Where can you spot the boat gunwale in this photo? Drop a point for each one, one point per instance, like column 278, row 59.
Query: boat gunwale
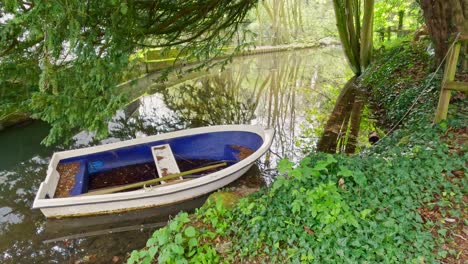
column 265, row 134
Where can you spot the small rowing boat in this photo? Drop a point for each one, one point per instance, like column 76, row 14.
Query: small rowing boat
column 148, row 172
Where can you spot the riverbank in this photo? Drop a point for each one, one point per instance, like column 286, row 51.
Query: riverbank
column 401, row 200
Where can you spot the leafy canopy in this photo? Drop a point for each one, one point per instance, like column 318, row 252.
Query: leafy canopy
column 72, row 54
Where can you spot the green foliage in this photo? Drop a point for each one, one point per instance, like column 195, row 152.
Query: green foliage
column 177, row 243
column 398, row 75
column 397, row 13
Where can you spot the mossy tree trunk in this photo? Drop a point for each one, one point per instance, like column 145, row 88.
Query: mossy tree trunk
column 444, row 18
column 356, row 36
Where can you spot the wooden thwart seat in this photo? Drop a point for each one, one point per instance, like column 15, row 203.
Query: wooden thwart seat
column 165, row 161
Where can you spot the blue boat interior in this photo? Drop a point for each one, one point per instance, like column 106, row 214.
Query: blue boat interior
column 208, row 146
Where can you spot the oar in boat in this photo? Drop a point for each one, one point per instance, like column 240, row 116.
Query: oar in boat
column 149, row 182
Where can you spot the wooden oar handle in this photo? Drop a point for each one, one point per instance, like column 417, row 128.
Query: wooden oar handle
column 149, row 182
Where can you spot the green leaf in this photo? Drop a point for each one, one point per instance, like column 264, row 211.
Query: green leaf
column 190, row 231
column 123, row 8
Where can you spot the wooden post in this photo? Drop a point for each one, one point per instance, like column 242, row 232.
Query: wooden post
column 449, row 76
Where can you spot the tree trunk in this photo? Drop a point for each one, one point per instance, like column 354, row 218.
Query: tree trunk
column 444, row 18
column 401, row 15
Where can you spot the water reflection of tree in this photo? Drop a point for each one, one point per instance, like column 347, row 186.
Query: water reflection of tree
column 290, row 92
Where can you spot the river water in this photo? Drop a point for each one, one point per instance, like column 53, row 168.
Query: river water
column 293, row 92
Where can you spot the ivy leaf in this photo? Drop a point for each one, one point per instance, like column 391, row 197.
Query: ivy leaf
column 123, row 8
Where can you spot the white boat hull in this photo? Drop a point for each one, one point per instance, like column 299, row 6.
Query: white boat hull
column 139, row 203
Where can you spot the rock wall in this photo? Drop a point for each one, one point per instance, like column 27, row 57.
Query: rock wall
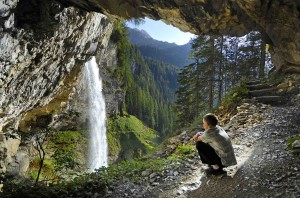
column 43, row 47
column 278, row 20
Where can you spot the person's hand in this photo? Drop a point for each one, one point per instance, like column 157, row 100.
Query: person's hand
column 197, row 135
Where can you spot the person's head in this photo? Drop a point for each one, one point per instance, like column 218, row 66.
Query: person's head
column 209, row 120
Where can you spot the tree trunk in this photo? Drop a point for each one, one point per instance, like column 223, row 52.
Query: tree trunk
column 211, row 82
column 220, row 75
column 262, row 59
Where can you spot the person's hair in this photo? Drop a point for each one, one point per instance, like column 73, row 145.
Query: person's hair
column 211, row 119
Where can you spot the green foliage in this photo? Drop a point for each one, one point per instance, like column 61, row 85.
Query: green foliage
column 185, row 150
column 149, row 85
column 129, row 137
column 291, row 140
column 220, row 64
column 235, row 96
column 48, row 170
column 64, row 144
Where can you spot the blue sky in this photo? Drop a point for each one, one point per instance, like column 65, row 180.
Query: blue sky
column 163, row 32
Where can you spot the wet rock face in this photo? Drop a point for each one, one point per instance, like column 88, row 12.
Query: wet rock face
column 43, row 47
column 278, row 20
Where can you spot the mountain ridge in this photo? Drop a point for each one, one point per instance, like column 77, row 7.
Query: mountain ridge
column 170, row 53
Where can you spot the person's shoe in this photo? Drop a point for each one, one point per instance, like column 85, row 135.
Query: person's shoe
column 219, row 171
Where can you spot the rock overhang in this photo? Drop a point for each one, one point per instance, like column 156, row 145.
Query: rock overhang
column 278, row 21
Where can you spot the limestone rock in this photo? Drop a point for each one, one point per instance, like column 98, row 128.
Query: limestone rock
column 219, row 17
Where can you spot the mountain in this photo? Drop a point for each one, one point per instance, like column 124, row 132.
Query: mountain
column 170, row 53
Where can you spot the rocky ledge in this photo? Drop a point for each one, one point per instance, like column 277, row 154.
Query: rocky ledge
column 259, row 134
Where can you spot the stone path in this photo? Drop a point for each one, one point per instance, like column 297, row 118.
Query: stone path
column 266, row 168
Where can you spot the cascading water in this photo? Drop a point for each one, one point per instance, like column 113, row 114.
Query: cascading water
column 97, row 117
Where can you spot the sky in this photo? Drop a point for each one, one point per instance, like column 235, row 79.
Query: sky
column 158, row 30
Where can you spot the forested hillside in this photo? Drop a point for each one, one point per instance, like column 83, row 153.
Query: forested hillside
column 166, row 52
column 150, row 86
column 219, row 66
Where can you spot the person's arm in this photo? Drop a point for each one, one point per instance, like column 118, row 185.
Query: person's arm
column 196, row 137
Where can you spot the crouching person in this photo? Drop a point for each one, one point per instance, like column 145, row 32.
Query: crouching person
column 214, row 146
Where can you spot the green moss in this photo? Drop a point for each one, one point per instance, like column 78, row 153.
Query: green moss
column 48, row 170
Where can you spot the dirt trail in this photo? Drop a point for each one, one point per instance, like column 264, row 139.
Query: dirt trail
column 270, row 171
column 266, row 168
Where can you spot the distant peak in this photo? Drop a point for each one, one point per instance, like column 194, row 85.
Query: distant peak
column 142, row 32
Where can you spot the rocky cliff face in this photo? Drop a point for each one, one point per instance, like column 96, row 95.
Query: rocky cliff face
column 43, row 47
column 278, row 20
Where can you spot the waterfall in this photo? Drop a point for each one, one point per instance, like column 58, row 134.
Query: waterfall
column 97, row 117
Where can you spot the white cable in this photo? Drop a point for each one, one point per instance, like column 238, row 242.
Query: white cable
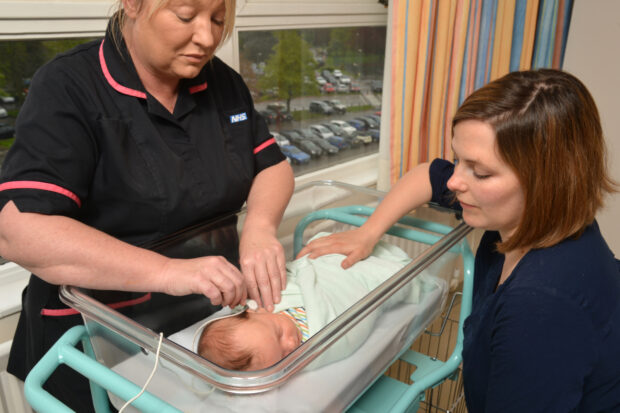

==

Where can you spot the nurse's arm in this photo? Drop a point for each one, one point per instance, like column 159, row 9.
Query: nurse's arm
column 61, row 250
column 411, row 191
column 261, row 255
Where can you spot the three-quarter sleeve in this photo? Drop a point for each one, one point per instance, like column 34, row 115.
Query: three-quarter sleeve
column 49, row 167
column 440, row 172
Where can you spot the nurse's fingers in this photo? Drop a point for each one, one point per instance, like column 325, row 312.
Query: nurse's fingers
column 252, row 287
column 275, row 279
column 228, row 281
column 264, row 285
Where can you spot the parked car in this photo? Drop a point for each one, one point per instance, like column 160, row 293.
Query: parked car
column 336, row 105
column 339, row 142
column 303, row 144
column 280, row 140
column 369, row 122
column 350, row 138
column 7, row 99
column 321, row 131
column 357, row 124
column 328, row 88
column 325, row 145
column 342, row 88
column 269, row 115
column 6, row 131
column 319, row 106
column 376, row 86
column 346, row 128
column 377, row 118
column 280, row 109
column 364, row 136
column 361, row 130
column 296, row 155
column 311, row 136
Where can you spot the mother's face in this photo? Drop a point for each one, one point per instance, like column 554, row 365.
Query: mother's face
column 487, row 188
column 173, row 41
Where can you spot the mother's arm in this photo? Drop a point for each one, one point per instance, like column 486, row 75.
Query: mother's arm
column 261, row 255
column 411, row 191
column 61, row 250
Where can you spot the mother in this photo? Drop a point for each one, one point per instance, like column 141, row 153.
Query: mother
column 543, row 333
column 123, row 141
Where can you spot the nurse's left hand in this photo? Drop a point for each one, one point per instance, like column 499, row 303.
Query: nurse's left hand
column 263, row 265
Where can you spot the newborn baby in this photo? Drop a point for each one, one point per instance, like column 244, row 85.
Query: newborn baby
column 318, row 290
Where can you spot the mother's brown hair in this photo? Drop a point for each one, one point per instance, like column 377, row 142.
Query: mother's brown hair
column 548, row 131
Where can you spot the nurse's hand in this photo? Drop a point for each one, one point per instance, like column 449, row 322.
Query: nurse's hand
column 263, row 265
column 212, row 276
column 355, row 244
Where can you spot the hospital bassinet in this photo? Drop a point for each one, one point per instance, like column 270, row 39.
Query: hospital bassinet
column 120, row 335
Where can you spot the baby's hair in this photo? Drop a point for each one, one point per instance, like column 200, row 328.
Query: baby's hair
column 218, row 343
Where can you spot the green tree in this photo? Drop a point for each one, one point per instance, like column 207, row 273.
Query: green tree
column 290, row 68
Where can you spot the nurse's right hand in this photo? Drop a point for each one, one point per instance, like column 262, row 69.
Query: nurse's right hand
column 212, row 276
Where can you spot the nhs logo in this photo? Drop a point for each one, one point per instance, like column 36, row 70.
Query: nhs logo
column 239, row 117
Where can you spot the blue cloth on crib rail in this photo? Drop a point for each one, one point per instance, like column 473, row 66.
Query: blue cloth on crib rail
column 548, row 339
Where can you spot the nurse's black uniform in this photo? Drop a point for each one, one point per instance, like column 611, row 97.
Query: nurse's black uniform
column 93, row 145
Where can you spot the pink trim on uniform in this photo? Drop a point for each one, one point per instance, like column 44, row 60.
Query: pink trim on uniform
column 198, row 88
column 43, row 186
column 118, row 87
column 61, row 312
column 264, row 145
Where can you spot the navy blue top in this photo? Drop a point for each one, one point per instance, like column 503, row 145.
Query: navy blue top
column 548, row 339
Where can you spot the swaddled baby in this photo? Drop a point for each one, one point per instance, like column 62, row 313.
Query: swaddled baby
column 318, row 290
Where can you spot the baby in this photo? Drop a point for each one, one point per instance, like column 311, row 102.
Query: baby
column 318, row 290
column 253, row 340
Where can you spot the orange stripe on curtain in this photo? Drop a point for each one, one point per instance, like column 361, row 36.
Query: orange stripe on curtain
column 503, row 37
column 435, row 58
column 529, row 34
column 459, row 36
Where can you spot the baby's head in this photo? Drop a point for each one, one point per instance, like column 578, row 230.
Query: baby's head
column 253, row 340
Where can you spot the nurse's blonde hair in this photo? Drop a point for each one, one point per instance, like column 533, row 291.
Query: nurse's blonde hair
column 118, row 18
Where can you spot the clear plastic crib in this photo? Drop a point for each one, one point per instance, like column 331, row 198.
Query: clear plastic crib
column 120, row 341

**Description of the task:** Retype the records starting at the line that contains "Where can you spot the clear" and stopping after the line that contains "column 120, row 341", keeping every character as it is.

**Reply:**
Where can you spot the clear plastic crib in this photo? Drop a point for each one, one point per instance, like column 331, row 198.
Query: clear plastic crib
column 120, row 341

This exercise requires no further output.